--- start of Source material ---

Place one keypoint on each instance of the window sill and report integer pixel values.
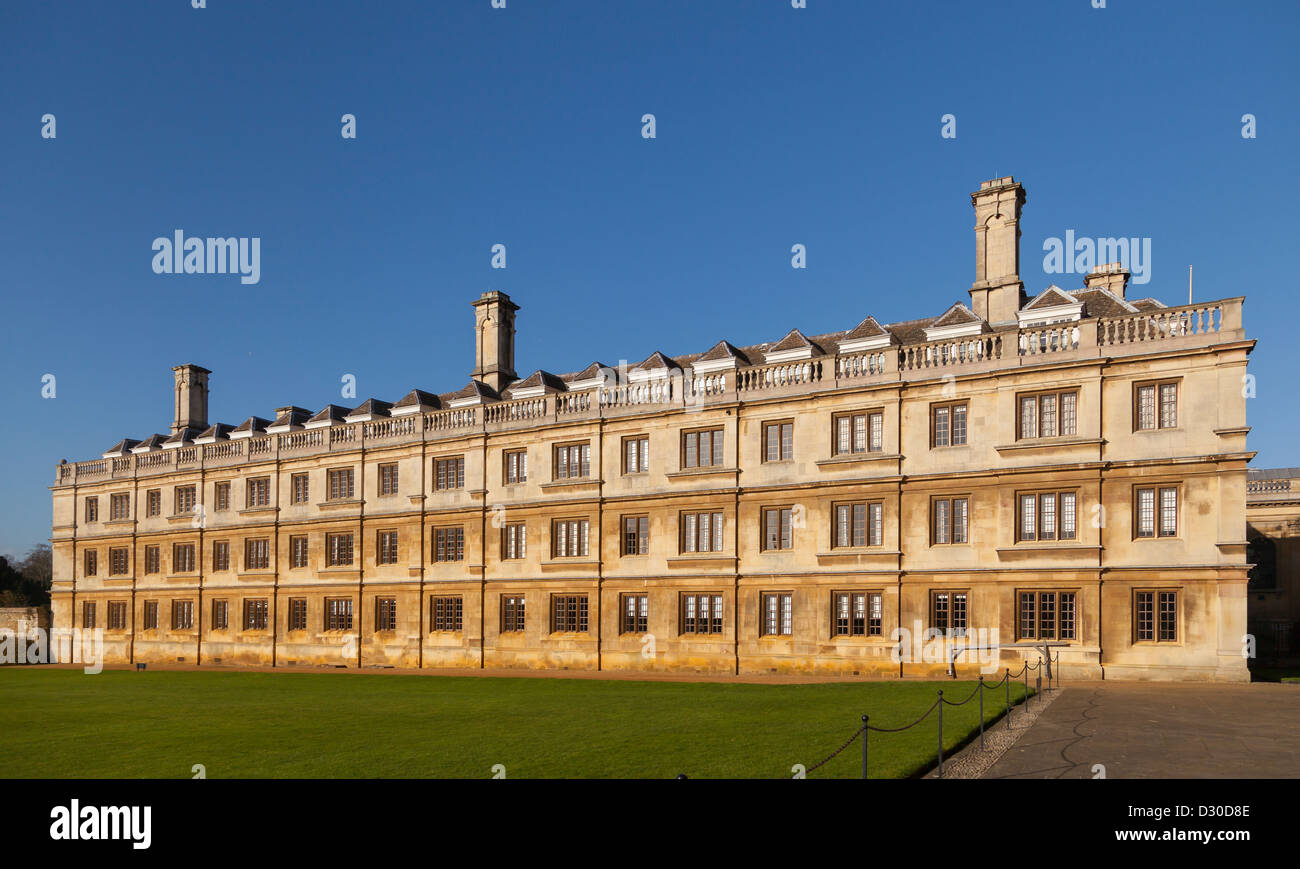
(560, 484)
(339, 504)
(1027, 547)
(703, 471)
(1048, 442)
(858, 458)
(696, 558)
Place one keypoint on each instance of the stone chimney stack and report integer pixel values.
(1112, 276)
(997, 292)
(191, 398)
(494, 340)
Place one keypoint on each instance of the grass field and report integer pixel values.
(64, 723)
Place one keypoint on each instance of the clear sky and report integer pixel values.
(521, 126)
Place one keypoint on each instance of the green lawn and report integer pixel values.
(64, 723)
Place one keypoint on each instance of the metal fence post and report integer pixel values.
(940, 734)
(1006, 679)
(865, 747)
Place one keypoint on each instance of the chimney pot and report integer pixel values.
(190, 406)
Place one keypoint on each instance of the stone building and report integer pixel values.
(1010, 471)
(1273, 534)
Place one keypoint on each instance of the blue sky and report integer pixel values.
(523, 126)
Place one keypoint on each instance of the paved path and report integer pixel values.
(1161, 730)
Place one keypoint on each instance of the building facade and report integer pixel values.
(1273, 535)
(1064, 468)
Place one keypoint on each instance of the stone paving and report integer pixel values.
(1161, 730)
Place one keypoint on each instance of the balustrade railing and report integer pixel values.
(953, 351)
(1161, 324)
(785, 374)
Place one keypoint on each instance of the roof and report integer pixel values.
(328, 414)
(1097, 302)
(417, 398)
(793, 340)
(1051, 297)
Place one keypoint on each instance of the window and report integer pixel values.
(949, 424)
(385, 613)
(386, 548)
(255, 614)
(1047, 615)
(256, 554)
(636, 535)
(514, 541)
(858, 524)
(516, 466)
(636, 454)
(857, 613)
(338, 549)
(511, 613)
(778, 441)
(1156, 406)
(258, 492)
(338, 613)
(182, 558)
(572, 461)
(701, 532)
(449, 544)
(568, 537)
(1155, 617)
(1148, 523)
(1047, 515)
(702, 449)
(298, 552)
(1048, 414)
(388, 479)
(778, 532)
(445, 613)
(183, 498)
(297, 613)
(949, 523)
(120, 506)
(300, 491)
(220, 554)
(701, 613)
(339, 484)
(568, 613)
(858, 433)
(220, 615)
(948, 613)
(449, 474)
(636, 613)
(778, 613)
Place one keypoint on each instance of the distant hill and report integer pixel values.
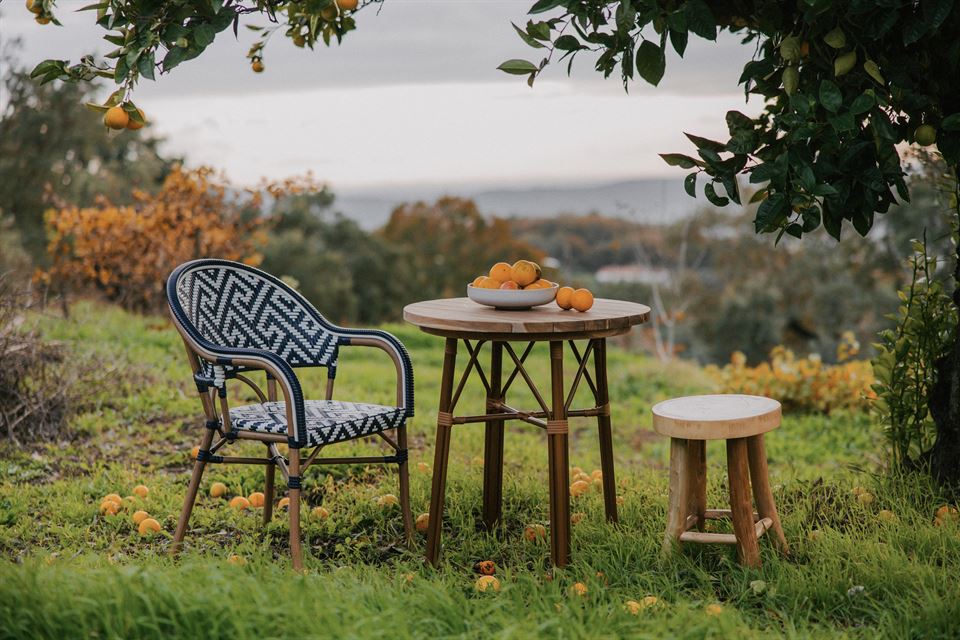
(647, 201)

--- end of Source material ---

Requirement> Give the rows above as a two-column CSV with the headers "text" and "answer". Use one line per row, with each field quoted and line breaks turned into spaces, and leave the pictures out.

Task result>
text,answer
"Place one keypoint on each instance of the window sill and report integer pixel values.","(560, 484) (339, 504) (1027, 547) (703, 471) (1048, 442) (858, 458) (696, 558)"
"Place one keypoint on each instance of the stone chimney stack and report integer pixel values.","(1112, 276) (997, 292) (191, 398) (494, 340)"
"Place one keypoint on each instance of the grass field and report integer pixel values.","(64, 723)"
"Place one keypoint on each instance of the clear sky and report integer pixel values.","(521, 126)"
"Place one keypoint on each instance of the green lawn and report integer pixel values.","(64, 723)"
"Place one keypoint on each instance of the metal fence post and report integer pixel values.","(940, 734) (1006, 679) (865, 747)"
"Place one keypoint on each instance of the chimney pot and report integer pixel values.","(190, 406)"
"Place one keypoint on each instance of the stone building and report integer pixel values.","(1010, 471) (1273, 534)"
"Place one keypoint on each instance of the blue sky and report integer pixel values.","(523, 126)"
"Place one keypoint on each instance of the paved path and report integer pixel values.","(1161, 730)"
"Place one keypoint on each instance of the building facade and report integer pixel values.","(1273, 535) (1064, 468)"
"Place one keypoint on each instance of the stone paving and report integer pixel values.","(1161, 730)"
"Place one keypoint on each instance of the balustrade railing and report integer pixel values.","(953, 351) (1161, 324) (785, 374)"
"Place one keypoint on each instance of the roof and report integer pixel values.","(328, 414) (1097, 302) (417, 398) (793, 340) (1051, 297)"
"Place one keypoint on each instance of the window and report integer pixel values.","(949, 424) (385, 613) (386, 548) (255, 614) (1047, 615) (256, 554) (636, 535) (514, 541) (858, 524) (516, 466) (636, 454) (857, 613) (338, 549) (511, 613) (778, 441) (1156, 406) (258, 492) (338, 613) (182, 558) (572, 461) (701, 532) (449, 544) (568, 537) (1155, 617) (1148, 523) (1047, 515) (702, 449) (298, 552) (1048, 414) (388, 479) (778, 532) (445, 613) (183, 498) (297, 613) (949, 523) (120, 506) (300, 491) (220, 554) (701, 613) (339, 484) (568, 613) (858, 433) (220, 615) (948, 613) (449, 474) (636, 613) (778, 613)"
"Place one keypoint on each instance of the distant hill and report integer pixel values.","(647, 201)"